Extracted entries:
::::

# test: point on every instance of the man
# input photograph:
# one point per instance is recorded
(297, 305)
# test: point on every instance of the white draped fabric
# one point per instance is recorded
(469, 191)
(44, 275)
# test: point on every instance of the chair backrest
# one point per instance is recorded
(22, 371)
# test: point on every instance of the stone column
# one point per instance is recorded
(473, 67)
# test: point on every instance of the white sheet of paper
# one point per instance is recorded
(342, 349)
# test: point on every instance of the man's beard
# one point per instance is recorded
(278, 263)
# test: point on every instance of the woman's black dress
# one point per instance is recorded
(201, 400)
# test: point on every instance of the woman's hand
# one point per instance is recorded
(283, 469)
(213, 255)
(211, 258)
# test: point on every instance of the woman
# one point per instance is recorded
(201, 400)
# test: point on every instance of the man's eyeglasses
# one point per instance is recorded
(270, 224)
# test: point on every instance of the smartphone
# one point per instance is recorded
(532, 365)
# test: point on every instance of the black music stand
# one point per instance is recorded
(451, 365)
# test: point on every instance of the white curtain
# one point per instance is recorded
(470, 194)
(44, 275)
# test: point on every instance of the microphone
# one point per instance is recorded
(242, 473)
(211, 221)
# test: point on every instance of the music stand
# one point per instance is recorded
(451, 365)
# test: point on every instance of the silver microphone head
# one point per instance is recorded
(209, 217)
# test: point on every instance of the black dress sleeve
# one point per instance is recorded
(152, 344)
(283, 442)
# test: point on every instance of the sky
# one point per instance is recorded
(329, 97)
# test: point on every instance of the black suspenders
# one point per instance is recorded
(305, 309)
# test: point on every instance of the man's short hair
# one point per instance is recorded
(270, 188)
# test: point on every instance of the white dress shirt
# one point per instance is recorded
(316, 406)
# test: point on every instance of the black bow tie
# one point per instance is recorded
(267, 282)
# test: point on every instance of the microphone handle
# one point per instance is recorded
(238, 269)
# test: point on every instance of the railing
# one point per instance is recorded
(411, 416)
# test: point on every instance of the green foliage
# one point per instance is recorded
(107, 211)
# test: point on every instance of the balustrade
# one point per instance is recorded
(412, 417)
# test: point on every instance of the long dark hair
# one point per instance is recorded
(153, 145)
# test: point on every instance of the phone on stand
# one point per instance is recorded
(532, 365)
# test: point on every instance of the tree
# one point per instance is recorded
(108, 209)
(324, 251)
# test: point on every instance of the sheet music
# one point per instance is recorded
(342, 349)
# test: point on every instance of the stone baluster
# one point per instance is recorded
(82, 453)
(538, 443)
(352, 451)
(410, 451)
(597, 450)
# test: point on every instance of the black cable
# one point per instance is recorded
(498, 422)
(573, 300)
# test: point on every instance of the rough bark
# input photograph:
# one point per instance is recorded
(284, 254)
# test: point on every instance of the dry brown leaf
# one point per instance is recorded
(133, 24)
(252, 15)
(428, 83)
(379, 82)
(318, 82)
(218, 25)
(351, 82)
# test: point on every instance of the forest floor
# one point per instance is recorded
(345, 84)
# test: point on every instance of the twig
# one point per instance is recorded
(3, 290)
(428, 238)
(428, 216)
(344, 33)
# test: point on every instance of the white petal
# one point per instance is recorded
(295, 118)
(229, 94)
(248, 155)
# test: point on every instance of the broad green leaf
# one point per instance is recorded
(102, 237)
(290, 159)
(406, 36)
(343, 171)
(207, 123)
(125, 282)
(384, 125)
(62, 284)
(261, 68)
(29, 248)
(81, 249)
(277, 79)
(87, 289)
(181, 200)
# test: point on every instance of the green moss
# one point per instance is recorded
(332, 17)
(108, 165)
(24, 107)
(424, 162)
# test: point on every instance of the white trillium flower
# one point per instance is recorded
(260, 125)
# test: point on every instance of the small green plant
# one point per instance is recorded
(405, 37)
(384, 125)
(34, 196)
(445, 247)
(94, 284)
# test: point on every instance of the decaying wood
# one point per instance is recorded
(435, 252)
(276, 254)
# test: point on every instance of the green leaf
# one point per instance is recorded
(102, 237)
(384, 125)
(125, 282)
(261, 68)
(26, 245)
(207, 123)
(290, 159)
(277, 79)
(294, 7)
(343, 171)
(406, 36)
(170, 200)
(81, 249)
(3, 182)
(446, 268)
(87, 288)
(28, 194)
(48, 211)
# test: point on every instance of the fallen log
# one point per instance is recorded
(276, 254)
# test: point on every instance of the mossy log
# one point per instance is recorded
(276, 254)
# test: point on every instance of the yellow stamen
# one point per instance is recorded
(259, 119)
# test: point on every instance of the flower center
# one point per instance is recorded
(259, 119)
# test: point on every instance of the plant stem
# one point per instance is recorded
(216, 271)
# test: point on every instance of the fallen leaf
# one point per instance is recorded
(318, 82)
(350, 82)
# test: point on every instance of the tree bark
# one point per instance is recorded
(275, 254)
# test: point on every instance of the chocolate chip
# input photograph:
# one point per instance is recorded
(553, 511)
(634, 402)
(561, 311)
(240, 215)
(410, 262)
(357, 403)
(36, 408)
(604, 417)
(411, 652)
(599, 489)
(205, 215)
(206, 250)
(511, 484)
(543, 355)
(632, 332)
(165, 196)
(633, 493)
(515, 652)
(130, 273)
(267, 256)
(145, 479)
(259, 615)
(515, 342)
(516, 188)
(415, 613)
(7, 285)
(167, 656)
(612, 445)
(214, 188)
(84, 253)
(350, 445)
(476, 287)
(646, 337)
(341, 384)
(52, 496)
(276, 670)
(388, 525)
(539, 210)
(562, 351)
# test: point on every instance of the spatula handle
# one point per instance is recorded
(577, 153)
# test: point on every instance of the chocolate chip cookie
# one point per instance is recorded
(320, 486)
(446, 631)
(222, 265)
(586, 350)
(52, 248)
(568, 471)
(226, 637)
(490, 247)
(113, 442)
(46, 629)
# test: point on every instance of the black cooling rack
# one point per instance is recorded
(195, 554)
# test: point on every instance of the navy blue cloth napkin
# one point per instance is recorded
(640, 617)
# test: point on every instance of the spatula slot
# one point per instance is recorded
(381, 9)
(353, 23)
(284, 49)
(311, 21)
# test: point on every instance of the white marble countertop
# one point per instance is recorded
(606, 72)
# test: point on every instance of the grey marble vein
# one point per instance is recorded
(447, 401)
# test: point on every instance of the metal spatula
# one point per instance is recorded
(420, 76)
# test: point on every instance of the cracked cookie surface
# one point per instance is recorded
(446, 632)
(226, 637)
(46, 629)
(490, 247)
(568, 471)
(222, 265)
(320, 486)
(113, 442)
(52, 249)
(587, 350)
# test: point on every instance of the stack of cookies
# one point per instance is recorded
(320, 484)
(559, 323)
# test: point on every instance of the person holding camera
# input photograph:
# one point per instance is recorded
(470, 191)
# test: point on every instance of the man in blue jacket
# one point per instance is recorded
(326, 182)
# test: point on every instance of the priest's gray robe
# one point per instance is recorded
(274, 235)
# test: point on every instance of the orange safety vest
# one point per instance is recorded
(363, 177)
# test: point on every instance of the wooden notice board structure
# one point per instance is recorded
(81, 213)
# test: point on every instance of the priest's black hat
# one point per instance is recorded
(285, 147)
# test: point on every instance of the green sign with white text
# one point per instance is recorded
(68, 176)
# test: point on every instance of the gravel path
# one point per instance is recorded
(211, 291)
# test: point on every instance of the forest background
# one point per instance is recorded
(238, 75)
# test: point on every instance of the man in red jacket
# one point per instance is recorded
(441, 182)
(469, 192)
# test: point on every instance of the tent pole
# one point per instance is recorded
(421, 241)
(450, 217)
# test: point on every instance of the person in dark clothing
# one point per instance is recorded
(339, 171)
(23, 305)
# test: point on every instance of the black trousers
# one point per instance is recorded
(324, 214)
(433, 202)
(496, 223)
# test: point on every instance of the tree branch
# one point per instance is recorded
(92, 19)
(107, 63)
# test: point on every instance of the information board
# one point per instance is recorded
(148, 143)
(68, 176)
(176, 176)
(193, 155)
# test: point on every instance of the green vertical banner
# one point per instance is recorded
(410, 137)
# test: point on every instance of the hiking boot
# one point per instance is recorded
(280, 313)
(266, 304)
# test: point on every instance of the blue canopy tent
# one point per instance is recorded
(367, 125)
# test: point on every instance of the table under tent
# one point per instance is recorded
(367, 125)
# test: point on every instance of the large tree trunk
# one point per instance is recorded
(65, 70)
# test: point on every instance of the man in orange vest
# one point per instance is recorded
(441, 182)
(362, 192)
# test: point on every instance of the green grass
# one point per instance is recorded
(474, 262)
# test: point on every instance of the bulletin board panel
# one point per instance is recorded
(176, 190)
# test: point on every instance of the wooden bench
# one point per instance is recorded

::::

:: THE TASK ::
Repeat the entries word for word, from the line containing "# test: point on every instance of the black trousers" down to the last line of the entries.

:: REPLY TO THE EXERCISE ::
# test: point on every instance of the black trousers
# one point per instance is recorded
(324, 214)
(433, 202)
(496, 223)
# test: point on every instance of the tree branch
# one point per instance is recorded
(92, 19)
(107, 63)
# test: point on every instance of the information board
# one point per instance is recorded
(148, 143)
(68, 176)
(176, 176)
(193, 155)
# test: point on every instance of the green vertical banner
# one point per instance is recorded
(410, 137)
# test: point on every instance of the hiking boot
# one point per instance is recorded
(280, 313)
(266, 304)
# test: point on every instance of the blue canopy tent
# one point per instance is recorded
(367, 125)
# test: point on every instance of the table under tent
# one point per instance is recorded
(367, 125)
# test: point on every instance of the large tree trunk
# one point per instance is recorded
(65, 70)
# test: point on every instance of the man in orange vest
# one point per instance is recorded
(441, 182)
(362, 192)
# test: point on every instance of the green grass
# one point per instance is recorded
(474, 262)
# test: point on every instance of the bulletin board panel
# one point per instance is recorded
(176, 190)
# test: point on every instance of the wooden bench
# one point per instance is recorded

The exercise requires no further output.